BEGIN

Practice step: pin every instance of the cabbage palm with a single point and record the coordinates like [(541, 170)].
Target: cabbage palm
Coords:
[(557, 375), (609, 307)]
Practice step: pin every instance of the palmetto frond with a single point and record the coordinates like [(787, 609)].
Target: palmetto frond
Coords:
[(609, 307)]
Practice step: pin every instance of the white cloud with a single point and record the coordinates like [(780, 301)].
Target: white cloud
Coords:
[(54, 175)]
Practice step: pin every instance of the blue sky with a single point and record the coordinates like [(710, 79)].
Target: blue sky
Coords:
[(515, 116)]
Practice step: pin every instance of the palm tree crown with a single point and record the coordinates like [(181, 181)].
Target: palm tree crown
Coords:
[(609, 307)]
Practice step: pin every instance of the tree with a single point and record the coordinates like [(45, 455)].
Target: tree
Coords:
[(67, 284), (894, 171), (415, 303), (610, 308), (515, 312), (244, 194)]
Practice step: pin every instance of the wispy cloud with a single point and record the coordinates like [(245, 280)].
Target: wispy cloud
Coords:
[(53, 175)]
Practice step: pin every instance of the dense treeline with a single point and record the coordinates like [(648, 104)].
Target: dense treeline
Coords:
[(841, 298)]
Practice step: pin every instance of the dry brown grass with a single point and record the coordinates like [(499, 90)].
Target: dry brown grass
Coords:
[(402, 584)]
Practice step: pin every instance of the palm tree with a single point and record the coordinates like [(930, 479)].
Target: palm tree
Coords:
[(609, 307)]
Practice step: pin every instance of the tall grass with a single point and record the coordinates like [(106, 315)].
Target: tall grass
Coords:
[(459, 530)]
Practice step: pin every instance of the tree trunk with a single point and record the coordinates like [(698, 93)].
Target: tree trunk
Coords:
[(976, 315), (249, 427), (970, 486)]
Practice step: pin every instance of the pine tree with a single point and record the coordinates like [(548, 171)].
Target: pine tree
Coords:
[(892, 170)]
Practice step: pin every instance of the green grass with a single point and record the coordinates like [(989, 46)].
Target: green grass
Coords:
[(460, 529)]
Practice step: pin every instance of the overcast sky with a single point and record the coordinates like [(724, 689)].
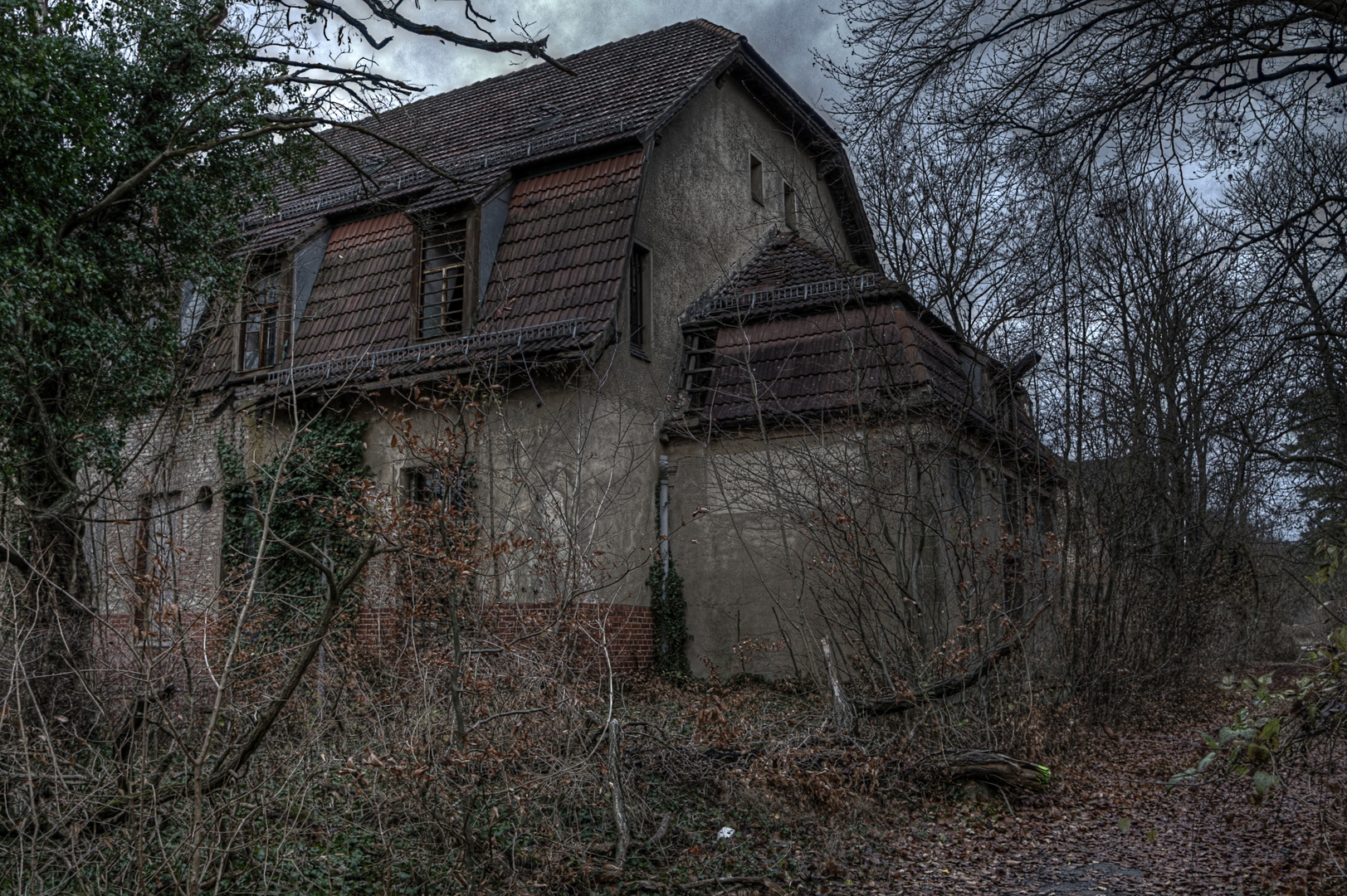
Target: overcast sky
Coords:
[(784, 32)]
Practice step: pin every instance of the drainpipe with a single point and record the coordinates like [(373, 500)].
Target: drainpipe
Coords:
[(664, 519)]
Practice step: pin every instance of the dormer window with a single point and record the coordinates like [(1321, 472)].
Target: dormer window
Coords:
[(259, 345), (443, 269)]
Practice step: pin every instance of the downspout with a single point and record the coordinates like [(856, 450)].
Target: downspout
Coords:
[(664, 520)]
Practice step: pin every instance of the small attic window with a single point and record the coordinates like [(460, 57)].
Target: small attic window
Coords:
[(261, 330), (443, 267)]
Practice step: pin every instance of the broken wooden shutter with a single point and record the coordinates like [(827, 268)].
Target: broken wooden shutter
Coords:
[(443, 265)]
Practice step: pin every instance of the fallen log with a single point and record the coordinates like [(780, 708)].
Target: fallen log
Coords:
[(994, 768)]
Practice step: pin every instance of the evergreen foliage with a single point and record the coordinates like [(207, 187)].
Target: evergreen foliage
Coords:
[(670, 612), (315, 496)]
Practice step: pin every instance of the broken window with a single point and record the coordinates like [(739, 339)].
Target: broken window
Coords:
[(964, 483), (443, 267), (158, 539), (640, 299), (261, 325)]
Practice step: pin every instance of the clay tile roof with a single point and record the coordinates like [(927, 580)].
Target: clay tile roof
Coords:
[(564, 247), (361, 299), (478, 132), (797, 333)]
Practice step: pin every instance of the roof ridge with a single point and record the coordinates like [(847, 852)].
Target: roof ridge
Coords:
[(715, 28), (540, 64)]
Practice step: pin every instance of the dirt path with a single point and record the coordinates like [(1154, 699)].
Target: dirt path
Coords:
[(1100, 830)]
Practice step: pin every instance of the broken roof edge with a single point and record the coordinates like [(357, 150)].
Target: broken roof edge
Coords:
[(488, 368), (918, 401)]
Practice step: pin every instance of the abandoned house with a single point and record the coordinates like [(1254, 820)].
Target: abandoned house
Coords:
[(661, 272)]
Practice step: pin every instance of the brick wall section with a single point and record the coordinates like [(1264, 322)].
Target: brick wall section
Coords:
[(628, 632), (586, 630), (378, 632)]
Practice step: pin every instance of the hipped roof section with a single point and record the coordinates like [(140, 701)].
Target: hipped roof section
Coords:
[(798, 334), (495, 129)]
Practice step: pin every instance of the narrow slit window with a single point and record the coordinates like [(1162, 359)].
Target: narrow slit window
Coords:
[(261, 325), (640, 299), (443, 265)]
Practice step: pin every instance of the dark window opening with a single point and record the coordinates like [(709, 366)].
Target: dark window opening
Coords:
[(261, 326), (443, 265), (427, 485), (964, 483), (155, 565), (640, 299)]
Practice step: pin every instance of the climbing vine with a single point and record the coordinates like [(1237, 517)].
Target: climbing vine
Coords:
[(315, 501), (670, 612)]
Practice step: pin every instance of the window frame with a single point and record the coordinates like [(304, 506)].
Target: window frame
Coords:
[(425, 232), (453, 494), (155, 509), (639, 304), (272, 321)]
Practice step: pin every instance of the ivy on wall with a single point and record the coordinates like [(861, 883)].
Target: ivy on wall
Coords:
[(314, 499), (670, 612)]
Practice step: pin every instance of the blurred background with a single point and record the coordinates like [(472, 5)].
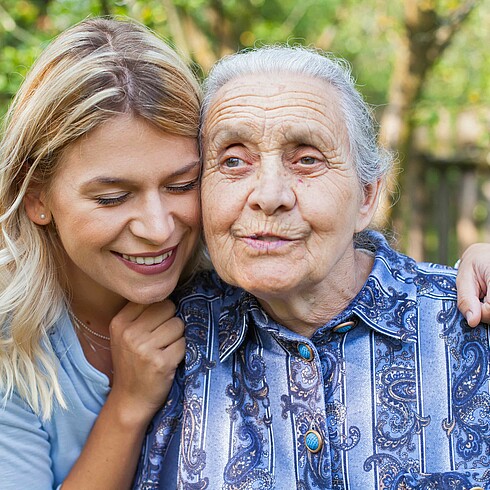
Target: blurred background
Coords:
[(424, 66)]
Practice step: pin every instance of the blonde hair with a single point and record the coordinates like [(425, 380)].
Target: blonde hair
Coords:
[(92, 72)]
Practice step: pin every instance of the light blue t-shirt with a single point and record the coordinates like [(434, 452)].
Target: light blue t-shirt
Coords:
[(37, 454)]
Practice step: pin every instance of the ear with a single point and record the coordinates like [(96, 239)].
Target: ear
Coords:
[(35, 204), (369, 204)]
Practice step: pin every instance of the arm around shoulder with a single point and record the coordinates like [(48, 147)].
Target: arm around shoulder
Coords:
[(473, 283)]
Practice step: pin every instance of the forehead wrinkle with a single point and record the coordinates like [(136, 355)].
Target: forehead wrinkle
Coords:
[(243, 112)]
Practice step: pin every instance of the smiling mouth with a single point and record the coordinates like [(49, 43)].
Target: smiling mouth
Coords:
[(144, 260), (268, 238)]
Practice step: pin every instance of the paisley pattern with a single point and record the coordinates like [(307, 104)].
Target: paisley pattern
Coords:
[(399, 397)]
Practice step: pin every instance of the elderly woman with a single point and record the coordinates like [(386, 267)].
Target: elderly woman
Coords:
[(320, 358)]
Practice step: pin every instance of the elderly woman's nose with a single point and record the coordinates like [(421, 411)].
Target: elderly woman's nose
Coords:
[(273, 189)]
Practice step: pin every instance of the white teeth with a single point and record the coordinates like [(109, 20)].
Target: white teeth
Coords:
[(147, 260)]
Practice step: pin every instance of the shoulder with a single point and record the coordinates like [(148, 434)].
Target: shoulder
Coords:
[(206, 286), (426, 279)]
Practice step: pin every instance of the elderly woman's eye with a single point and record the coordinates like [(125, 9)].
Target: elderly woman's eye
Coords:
[(233, 162), (308, 160)]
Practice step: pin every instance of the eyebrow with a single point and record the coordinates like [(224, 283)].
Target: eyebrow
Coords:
[(115, 180)]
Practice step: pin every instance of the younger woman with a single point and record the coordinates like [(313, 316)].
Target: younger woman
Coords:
[(99, 206)]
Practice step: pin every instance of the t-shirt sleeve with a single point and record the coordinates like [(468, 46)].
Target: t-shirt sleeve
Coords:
[(25, 460)]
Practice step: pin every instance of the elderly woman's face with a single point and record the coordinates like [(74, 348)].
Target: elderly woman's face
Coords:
[(281, 199)]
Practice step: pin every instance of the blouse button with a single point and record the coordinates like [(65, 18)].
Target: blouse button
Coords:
[(305, 351), (313, 441), (344, 327)]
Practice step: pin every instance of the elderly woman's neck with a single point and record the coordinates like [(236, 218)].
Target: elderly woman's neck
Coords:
[(307, 311)]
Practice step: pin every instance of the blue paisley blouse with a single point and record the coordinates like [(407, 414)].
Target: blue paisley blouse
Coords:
[(393, 393)]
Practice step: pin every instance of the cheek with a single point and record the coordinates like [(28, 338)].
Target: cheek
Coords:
[(189, 211)]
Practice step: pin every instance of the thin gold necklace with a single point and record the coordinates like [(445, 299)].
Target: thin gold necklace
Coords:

END

# WORK REQUIRED:
Give the part of the records that opens with the line containing "Practice step: pin every instance of the blurred" and closes with the line containing "[(473, 283)]" as a JSON list of strings, one string per line, with blank lines left out. Leave the pictures out of the answer.

# EXERCISE ANSWER:
[
  "Practice step: pin every instance of the blurred background with a single point and record the coordinates like [(472, 5)].",
  "Target: blurred background",
  "Coords:",
  "[(424, 66)]",
  "Practice step: pin every instance of the blonde hair with a single point and record the coordinates like [(425, 380)].",
  "Target: blonde hair",
  "Coords:",
  "[(92, 72)]",
  "Practice step: pin every instance of the light blue t-shirt with a single point and record the coordinates like [(434, 452)].",
  "Target: light blue t-shirt",
  "Coords:",
  "[(37, 454)]",
  "Practice step: pin every instance of the ear with a single point and record the coordinates like [(96, 239)].",
  "Target: ear",
  "Coords:",
  "[(35, 204), (369, 204)]",
  "Practice step: pin every instance of the arm around shoulder with a single point and record the coordinates like [(48, 147)].",
  "Target: arm around shoulder",
  "Coords:",
  "[(473, 283)]"
]